By: Peter Dodzik, Managing Editor
The U.S. Food and Drug Administration (FDA) approved StratteraTM (atomoxetine HCl), for use in the treatment of Attention-Deficit/Hyperactivity Disorder (ADHD) in children, adolescents and adults.
Eli Lilly and Company developed this medication as a non-stimulant alternative and it is the first FDA-approved treatment for ADHD that is not regulated under the Controlled Substances Act. Having a noncontrolled option, such as Strattera, could potentially reduce prescription hassles for patients, families and physicians by offering the convenience of phone-in refills and samples.
However, these hassles are worth little if the drug is not effective in treating the symptoms of ADHD. Lilly has demonstrated Strattera’s effectiveness in the treatment of ADHD in six placebo-controlled clinical studies, involving children, adolescents and adults. So far, more than 4,000 patients reportedly have taken Strattera across all completed and ongoing clinical trials, some for as long as two and a half years. Efficacy results were based on complaint reductions using rating scales with parents. Lilly claims the results to be comparable to those found with stimulant medications.
Strattera works by inhibiting the re-uptake of norepinephrine in selective areas of the brain, which is thought to reduce hyperactivity and impulsivity without causing insomnia. This mechanism of action is different from stimulants, which exert a greater impact on dopamine. This application is not entirely new and medications such as Wellbutrin, that also impact levels of norepinephrine, have been tried with ADHD populations in the past. It’s not known precisely how Strattera reduces ADHD symptoms. Scientists believe it works by blocking or slowing reabsorption of norepinephrine, a brain chemical considered important in regulating attention, impulsivity and activity levels. This keeps more norepinephrine at work in the tiny spaces between neurons in the brain.

**Data listing**.
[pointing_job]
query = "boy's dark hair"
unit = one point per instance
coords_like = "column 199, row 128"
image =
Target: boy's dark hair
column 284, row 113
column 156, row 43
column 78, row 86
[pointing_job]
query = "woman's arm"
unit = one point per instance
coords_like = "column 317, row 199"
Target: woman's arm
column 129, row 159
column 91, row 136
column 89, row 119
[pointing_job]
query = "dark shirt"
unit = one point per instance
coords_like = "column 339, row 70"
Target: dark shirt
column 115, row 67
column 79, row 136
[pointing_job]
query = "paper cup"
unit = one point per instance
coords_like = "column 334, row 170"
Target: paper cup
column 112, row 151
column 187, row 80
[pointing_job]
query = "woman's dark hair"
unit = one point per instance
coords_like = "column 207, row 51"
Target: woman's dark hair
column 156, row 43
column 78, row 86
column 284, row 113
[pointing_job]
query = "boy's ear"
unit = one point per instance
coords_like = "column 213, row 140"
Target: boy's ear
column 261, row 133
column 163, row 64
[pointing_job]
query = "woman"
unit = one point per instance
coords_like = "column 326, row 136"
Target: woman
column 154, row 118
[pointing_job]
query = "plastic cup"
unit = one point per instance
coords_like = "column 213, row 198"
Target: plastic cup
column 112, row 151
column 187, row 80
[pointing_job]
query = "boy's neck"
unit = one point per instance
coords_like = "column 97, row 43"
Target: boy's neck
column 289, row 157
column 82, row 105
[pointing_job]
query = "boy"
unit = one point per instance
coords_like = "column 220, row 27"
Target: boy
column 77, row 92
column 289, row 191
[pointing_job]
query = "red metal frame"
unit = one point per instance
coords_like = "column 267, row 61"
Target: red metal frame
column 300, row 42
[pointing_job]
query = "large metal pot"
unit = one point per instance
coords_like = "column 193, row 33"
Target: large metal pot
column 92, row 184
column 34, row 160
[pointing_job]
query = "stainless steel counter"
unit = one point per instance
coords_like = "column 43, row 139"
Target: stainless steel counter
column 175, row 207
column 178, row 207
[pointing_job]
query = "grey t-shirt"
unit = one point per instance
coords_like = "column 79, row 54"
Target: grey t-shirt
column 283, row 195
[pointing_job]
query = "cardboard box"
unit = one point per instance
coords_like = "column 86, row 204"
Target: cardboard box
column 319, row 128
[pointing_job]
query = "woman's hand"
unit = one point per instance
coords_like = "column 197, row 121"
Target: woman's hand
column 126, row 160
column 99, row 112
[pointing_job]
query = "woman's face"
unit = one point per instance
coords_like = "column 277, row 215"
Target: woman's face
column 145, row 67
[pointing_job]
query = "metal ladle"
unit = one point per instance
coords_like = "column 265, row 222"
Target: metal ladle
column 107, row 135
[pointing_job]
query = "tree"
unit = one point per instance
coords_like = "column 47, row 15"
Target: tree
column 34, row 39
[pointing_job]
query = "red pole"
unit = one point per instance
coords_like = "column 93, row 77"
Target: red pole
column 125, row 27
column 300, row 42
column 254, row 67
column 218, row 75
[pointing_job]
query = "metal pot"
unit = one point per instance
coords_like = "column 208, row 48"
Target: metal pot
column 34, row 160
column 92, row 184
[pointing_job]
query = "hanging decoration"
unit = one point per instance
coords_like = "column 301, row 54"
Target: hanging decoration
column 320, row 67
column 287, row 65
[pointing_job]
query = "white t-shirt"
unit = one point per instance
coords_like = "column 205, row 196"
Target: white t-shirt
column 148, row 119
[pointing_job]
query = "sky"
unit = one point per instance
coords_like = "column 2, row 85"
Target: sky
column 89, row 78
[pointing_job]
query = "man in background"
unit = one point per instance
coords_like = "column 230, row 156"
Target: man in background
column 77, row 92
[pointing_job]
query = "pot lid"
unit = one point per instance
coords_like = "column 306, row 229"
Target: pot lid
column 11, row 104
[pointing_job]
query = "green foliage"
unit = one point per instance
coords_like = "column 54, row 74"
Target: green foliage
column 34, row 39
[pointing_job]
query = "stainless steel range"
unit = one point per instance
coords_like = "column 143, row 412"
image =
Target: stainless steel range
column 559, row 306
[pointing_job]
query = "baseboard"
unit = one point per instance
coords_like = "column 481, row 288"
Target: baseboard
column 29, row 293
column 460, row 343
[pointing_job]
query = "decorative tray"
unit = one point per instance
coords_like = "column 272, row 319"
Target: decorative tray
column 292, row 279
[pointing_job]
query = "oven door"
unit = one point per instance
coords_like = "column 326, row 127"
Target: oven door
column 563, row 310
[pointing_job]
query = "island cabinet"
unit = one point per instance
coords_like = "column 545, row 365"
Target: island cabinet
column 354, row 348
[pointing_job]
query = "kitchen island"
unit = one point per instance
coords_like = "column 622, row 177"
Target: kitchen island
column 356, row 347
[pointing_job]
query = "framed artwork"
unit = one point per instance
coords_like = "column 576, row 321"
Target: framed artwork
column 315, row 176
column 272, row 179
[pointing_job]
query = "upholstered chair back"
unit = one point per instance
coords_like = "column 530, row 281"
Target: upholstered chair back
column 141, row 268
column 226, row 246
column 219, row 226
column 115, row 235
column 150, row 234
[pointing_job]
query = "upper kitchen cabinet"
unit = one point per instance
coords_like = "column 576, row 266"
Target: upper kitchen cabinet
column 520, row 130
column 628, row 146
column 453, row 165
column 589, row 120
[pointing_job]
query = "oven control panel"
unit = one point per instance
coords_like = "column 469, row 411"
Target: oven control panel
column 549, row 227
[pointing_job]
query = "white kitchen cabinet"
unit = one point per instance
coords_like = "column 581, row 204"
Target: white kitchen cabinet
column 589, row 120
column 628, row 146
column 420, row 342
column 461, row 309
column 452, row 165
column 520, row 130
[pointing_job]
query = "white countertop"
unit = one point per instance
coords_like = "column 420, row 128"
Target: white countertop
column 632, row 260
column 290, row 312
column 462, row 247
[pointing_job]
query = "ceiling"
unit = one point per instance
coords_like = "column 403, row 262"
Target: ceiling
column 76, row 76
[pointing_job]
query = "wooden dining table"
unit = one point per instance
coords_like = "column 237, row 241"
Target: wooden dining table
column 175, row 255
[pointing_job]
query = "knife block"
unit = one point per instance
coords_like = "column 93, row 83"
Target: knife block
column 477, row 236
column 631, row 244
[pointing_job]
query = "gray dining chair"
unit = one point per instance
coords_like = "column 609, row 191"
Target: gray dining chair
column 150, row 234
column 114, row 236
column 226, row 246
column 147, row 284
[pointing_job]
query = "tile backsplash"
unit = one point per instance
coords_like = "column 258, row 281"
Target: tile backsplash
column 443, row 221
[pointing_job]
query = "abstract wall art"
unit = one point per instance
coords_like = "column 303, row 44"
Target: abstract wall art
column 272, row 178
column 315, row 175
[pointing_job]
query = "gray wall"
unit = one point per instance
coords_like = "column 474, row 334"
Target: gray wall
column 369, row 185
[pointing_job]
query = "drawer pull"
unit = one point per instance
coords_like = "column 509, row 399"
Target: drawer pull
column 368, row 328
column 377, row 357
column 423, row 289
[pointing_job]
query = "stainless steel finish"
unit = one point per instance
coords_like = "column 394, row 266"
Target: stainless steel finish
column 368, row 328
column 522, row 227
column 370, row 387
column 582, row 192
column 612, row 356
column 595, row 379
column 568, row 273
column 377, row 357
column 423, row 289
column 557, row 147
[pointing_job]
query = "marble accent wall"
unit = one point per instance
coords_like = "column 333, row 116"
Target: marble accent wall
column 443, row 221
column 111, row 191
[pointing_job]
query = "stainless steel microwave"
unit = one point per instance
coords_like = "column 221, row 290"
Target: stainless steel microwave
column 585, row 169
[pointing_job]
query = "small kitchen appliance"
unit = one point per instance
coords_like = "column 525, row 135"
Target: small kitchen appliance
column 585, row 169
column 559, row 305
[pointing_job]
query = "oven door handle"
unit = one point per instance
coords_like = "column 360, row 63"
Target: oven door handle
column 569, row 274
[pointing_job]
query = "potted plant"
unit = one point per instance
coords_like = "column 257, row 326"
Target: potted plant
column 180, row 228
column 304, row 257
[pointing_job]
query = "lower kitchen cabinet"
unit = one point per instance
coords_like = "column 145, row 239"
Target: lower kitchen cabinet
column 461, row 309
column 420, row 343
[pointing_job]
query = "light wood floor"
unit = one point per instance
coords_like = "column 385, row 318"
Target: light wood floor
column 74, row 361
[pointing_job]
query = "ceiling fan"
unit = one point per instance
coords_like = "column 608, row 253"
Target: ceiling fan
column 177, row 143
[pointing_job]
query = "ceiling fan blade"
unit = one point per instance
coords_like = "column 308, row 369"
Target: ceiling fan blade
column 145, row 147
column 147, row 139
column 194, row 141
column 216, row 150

**Action item A**. Can you transcribe the Strattera article from "Strattera works by" to "in the brain."?
**Action item B**. According to the Strattera article, in how many placebo-controlled clinical studies did Lilly demonstrate the drug's effectiveness in treating ADHD?

**Task result A**.
Strattera works by inhibiting the re-uptake of norepinephrine in selective areas of the brain, which is thought to reduce hyperactivity and impulsivity without causing insomnia. This mechanism of action is different from stimulants, which exert a greater impact on dopamine. This application is not entirely new and medications such as Wellbutrin, that also impact levels of norepinephrine, have been tried with ADHD populations in the past. It’s not known precisely how Strattera reduces ADHD symptoms. Scientists believe it works by blocking or slowing reabsorption of norepinephrine, a brain chemical considered important in regulating attention, impulsivity and activity levels. This keeps more norepinephrine at work in the tiny spaces between neurons in the brain.

**Task result B**. Six.